- **Data to examine**
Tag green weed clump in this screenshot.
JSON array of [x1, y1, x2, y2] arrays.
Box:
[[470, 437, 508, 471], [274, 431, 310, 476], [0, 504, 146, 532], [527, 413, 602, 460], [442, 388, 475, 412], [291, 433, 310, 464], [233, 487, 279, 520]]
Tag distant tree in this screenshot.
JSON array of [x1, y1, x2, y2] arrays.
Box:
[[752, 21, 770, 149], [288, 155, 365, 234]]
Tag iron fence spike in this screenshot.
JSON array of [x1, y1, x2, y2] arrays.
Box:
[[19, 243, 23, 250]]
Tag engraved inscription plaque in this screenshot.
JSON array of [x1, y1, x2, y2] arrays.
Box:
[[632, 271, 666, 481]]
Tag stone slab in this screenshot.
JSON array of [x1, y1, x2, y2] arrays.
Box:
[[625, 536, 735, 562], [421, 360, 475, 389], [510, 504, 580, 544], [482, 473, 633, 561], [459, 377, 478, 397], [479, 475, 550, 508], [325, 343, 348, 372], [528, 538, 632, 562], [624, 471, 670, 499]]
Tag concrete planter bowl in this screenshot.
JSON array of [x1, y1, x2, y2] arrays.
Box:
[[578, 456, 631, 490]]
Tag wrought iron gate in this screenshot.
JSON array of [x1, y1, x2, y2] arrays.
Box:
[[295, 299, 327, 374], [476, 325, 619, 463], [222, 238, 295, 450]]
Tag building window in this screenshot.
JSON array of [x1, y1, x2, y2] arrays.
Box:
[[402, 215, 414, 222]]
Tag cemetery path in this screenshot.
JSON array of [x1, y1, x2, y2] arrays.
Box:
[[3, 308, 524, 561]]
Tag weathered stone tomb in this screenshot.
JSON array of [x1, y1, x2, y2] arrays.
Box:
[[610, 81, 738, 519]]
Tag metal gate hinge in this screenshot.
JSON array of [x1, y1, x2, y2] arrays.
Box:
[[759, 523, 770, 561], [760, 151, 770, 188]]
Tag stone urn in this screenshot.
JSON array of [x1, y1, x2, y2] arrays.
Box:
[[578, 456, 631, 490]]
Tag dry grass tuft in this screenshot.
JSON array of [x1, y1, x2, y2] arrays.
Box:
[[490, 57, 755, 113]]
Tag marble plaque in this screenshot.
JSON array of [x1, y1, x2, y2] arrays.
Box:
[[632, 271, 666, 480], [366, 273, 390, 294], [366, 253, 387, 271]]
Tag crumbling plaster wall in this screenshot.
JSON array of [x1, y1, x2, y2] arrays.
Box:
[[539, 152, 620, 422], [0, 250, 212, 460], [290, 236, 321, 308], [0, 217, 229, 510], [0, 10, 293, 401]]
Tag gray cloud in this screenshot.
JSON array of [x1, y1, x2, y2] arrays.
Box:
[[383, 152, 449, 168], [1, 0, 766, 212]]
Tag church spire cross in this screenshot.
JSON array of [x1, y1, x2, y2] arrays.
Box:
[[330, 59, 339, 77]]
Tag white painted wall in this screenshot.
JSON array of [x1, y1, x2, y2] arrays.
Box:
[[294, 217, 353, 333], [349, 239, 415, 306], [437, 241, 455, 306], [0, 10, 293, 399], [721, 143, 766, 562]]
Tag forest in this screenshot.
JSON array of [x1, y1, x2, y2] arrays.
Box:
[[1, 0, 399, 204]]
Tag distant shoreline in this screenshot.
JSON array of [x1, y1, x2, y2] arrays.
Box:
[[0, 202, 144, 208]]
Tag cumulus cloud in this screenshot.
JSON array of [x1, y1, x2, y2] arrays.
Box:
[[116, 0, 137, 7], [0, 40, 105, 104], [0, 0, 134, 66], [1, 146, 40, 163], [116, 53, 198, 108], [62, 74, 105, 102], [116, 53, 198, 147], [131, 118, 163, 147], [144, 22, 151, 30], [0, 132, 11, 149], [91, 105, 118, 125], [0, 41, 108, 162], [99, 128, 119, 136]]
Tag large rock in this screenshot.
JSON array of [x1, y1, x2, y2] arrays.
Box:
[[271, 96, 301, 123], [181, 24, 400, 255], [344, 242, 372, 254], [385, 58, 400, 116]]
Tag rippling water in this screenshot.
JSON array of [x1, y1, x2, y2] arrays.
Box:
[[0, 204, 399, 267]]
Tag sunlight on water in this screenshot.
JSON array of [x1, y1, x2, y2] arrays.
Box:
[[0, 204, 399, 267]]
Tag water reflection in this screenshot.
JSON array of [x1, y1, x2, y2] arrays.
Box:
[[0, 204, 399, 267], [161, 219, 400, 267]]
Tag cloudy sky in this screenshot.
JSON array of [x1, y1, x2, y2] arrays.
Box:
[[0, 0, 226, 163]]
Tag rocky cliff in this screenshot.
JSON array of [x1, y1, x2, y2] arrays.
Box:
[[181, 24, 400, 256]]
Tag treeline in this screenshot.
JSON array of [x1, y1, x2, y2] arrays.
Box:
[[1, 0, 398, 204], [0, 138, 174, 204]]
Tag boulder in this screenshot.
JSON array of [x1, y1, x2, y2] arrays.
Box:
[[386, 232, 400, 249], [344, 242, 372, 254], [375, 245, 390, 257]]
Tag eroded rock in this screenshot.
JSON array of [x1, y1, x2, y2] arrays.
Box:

- **Description of the task**
This task calls for each line of the material that contains "plaque".

- **Exercise response**
Tag engraved inscription plaque in this screenshot.
Tag marble plaque in this screenshot.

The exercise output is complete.